- Passage to read:
_ _ _ _ _

# Rubber manufactured in the United States



## NaturalFork (Jan 21, 2010)

On an attempt to buy as much stuff as possible made in the United States and giving as little money to china as possible I am searching for rubber made in the US. So far I know of only two sources of rubber made here.

- Trumark tubes

- Alliance rubber (107s)

To stay cost effective (I shoot a lot) I am currently shooting 107s only. Does anybody know of any other rubber sources?


----------



## lightgeoduck (Apr 3, 2011)

McMaster Carr is where I get my .03 latex, and they have tubes there to.

LGD


----------



## NaturalFork (Jan 21, 2010)

lightgeoduck said:


> McMaster Carr is where I get my .03 latex, and they have tubes there to.
> 
> LGD


Not made in the USA though.


----------



## lightgeoduck (Apr 3, 2011)

NaturalFork said:


> McMaster Carr is where I get my .03 latex, and they have tubes there to.
> 
> LGD


Not made in the USA though.








[/quote]

Really? I thought they get their rubber from Hygenic which manufactures rubber,right? Don't they do it in the US?

LGD


----------



## NaturalFork (Jan 21, 2010)

lightgeoduck said:


> McMaster Carr is where I get my .03 latex, and they have tubes there to.
> 
> LGD


Not made in the USA though.








[/quote]

Really? I thought they get their rubber from Hygenic which manufactures rubber,right? Don't they do it in the US?

LGD
[/quote]

As far as I know hygenic stuff is made in asia.


----------



## Charles (Aug 26, 2010)

The bottom line is that the raw latex is not produced in the US anyway.

Cheers ..... Charles


----------



## lightgeoduck (Apr 3, 2011)

OH ok,, wasn't sure about that.. well either way.. since it isn't avoidable, you can accomplish your goals half way and purchase from US based business, preferably small business, and that will help even though the manufacturing is elsewhere..

_ _ _ _ _

- Raw data:
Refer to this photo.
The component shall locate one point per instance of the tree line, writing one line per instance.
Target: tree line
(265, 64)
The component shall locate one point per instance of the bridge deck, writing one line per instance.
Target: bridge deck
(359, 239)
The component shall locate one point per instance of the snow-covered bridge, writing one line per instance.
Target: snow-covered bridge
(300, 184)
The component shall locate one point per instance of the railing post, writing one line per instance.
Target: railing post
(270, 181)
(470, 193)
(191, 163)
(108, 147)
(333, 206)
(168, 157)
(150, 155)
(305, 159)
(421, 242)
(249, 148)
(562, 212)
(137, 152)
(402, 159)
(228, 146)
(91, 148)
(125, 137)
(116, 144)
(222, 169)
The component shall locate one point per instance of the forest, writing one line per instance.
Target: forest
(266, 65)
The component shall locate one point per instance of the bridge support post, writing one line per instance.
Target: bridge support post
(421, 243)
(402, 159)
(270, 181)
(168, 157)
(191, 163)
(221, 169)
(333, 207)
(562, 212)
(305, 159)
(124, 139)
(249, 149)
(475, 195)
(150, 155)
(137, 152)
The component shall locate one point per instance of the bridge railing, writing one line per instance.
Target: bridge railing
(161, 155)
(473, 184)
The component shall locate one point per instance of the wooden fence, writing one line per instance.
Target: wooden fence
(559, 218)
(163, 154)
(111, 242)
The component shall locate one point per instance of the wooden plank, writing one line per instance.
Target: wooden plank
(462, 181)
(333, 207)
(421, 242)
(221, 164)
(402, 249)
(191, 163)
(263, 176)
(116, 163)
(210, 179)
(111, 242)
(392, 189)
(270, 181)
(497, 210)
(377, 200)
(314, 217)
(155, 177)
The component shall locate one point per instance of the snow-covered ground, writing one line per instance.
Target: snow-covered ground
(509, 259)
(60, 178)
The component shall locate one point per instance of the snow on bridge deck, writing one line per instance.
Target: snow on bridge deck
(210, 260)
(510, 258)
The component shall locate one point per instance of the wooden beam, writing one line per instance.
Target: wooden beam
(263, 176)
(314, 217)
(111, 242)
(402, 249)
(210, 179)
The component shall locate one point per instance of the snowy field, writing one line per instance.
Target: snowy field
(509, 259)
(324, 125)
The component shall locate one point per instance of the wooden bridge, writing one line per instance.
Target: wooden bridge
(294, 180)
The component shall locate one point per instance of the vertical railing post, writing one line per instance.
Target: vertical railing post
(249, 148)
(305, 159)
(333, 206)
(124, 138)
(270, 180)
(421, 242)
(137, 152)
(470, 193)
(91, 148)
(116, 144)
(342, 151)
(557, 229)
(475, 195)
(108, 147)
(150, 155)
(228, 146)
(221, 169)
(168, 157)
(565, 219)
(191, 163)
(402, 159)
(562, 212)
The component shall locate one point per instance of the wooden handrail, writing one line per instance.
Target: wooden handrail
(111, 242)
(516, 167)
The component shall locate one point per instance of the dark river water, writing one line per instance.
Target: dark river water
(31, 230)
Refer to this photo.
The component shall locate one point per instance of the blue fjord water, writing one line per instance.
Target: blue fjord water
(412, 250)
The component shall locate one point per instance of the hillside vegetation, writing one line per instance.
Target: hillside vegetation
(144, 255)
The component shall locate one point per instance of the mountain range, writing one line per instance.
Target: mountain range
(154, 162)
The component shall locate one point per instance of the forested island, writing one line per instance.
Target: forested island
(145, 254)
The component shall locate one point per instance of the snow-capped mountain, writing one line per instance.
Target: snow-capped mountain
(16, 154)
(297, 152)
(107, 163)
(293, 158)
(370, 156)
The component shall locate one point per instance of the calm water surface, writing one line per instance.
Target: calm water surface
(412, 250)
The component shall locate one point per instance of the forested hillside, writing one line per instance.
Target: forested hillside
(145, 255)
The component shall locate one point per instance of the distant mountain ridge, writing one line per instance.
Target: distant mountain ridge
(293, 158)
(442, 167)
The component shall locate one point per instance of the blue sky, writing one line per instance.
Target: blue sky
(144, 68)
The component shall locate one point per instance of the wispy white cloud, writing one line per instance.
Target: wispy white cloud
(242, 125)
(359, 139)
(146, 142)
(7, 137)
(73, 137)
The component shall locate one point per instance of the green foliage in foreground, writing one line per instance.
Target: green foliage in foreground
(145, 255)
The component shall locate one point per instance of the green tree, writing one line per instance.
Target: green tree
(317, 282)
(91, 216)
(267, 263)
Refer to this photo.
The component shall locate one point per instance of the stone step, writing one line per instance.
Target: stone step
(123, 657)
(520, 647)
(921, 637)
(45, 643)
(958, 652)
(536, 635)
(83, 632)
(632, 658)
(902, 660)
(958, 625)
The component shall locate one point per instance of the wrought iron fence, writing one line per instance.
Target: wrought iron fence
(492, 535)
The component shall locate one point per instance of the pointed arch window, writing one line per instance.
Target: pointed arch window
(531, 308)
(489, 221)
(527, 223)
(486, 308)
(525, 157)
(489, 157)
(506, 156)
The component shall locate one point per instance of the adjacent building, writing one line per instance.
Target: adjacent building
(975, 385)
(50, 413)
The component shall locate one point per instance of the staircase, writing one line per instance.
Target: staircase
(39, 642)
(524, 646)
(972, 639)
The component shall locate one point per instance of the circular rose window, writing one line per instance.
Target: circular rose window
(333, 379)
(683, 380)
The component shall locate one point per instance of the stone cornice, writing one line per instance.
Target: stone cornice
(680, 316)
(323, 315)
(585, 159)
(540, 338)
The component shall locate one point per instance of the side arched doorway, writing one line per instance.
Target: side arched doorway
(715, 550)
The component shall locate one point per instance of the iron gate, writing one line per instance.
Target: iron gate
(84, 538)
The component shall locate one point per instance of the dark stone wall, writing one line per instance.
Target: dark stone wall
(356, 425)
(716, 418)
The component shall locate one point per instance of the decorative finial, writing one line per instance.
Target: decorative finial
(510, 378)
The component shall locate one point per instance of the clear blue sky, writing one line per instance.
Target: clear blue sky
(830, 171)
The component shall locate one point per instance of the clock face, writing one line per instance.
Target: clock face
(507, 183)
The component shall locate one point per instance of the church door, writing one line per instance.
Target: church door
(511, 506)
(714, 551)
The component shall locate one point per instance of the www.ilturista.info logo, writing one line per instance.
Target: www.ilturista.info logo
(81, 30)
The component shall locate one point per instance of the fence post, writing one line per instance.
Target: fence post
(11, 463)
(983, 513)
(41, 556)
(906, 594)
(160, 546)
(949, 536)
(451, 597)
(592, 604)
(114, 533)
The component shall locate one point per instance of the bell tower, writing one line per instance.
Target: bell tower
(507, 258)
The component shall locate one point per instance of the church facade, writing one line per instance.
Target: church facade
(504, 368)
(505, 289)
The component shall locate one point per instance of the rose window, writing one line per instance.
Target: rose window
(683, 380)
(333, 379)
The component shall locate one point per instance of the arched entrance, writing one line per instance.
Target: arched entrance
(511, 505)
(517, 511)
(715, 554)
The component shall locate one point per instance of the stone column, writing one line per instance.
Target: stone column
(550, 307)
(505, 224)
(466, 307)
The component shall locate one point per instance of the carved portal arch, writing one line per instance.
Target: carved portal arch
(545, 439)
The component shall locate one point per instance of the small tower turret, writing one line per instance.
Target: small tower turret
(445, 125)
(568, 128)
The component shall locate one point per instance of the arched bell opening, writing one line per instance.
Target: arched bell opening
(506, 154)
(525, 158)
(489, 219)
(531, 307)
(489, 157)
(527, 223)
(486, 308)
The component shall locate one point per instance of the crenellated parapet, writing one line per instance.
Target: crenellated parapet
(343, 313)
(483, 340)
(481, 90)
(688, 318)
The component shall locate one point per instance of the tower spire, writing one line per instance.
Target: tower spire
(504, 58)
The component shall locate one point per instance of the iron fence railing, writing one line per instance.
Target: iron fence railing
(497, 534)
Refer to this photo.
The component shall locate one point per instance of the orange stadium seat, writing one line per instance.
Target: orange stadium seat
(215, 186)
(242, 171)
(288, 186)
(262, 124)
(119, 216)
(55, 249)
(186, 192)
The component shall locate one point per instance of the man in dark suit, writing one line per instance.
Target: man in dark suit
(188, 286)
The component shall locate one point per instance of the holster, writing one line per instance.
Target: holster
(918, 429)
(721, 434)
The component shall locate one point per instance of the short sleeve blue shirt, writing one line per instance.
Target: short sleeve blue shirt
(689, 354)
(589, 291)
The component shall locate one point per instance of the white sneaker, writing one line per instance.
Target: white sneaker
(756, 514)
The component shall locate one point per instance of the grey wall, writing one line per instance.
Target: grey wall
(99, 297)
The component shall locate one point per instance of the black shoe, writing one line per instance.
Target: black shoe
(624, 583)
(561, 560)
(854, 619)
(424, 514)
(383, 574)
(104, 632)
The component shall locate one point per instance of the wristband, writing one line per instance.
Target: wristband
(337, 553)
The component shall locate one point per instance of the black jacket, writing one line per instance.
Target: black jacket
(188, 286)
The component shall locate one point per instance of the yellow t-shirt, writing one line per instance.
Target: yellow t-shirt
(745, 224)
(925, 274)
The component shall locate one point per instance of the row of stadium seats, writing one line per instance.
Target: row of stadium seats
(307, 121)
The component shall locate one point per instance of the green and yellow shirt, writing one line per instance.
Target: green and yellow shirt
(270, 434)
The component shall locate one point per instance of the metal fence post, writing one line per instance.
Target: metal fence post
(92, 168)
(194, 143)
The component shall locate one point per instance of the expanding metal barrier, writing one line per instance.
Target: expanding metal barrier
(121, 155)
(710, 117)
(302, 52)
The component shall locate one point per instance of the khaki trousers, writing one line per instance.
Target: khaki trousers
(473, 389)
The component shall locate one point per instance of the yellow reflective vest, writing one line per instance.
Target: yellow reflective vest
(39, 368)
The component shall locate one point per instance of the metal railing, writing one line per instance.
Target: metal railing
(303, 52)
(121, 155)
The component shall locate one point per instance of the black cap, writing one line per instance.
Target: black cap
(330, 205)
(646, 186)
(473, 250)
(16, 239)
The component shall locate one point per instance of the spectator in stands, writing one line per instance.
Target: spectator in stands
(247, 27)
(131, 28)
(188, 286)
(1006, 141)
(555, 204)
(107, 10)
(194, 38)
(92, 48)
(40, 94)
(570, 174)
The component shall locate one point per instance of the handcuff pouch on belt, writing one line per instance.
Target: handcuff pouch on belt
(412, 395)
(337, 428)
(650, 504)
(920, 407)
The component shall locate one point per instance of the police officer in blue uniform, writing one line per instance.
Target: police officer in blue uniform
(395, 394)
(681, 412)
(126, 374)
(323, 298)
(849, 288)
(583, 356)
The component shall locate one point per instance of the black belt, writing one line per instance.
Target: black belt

_ _ _ _ _

- Goal: Extend the forum thread on sourcing rubber made in the United States, picking up after its final post. The data above were drawn from an unrelated source.

- Result for this exercise:
LGD


----------



## AJW (Apr 24, 2011)

NaturalFork said:


> On an attempt to buy as much stuff as possible made in the United States and giving as little money to china as possible I am searching for rubber made in the US. So far I know of only two sources of rubber made here.
> 
> - Trumark tubes
> 
> ...


If more of you countrymen thought like you do and bought American, your country would soon be in a sound financial position. My hat is off to you, I admire you and what your trying to do.

Al


----------



## NaturalFork (Jan 21, 2010)

lightgeoduck said:


> OH ok,, wasn't sure about that.. well either way.. since it isn't avoidable, you can accomplish your goals half way and purchase from US based business, preferably small business, and that will help even though the manufacturing is elsewhere..
> 
> LGD


Yes good point LGD.


----------



## Tex-Shooter (Dec 17, 2009)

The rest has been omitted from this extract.